Task list
(1) According to the post on challenges facing young tech entrepreneurs, what share of all businesses fail within 10 years of their launch?
(2) Continue the post on challenges facing young tech entrepreneurs, starting after its final sentence.

Document section
In many ways, we live in strange and conflicting times. After all, while technological advancement means that it has never been easier to launch a new business venture, the financial challenges of establishing a new venture remain more problematic than ever.

This is borne out by the fact that around 96% of all businesses fail within 10 years of their launch, with startups in competitive sectors such as technology particularly at risk.

Student Tech Entrepreneurs

In this post, we’ll consider the main challenges facing young tech entrepreneurs, and ask how they can resolve these in the modern age.

  1. The Issue of Funding

We start with funding, which remains a significant challenge for tech startups across the globe. This is also a wider issue facing SMEs and startups in the UK, with just 41% of firms claiming they they had been able to access the necessary funding to establish themselves.

This can be particularly problematic for students, who are likely to lack the collateral to secure traditional loans or enough equity in their startup to entice private investors.

Source excerpt
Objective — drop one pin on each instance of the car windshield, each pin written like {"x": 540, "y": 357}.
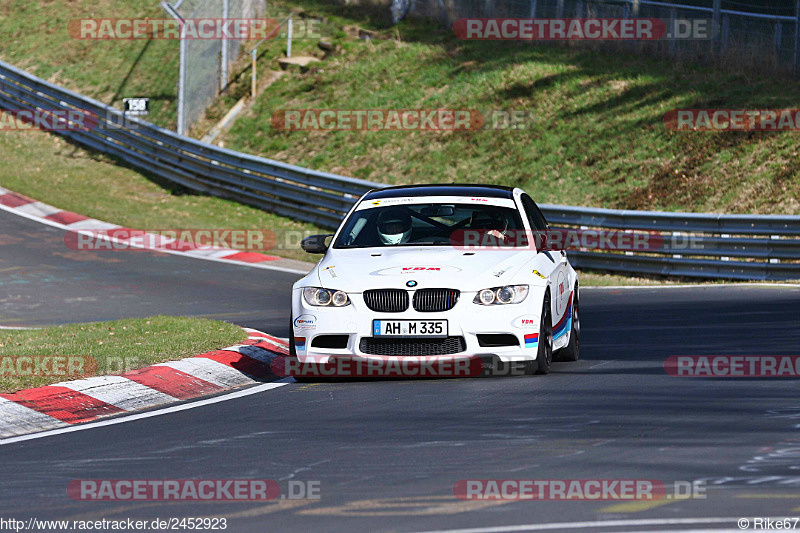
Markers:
{"x": 424, "y": 224}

Answers for the exercise
(1) Around 96%.

(2)
For potentially low-cost startups, however, a solution may be available in the form of specialist short-term lenders such as Smart-pig. Firms of this type can provide student entrepreneurs with short-term loans at competitive rates, helping to bridge any initial funding gap that exists.

  1. The Lack of an Exit Plan

A number of startups fail due to the lack of a long-term growth or exit plan, which outlines the proposed development of a business and its ultimate objective.

This is particularly important in the tech sector, where a number of dominant, blue-chip corporations exist and startups can struggle to achieve longevity or any for of sustained popularity.

This is why so many tech startups plan for a future merger or acquisition, which enables them to build a successful venture and position it as a key target for global brands such as Google, Amazon or Facebook.

In 2016, tech companies announced $500 billion worth of merger and acquisition transactions, which was the second-highest annual total since 2000 and highlighted the lucrative nature of such deals.

  1. The Lack of Experience

Of course, students can often struggle with the reality of managing a thriving startups. While they may have the technical knowledge and expertise to develop an innovative product, for example, the realities of bringing this to market and establishing a viable business infrastructure may well confound them.

Time management can also be an issue for students, who are also focused on gaining key qualifications and creating options in the global job market.

To negate this, students should be compelled to network tenaciously with established brands and industry experts, with social media channels like LinkedIn ideal for this purpose. This can create fruitful partnerships with the potential to fill existing gaps in knowledge, while also laying the foundations for future acquisitions and mergers.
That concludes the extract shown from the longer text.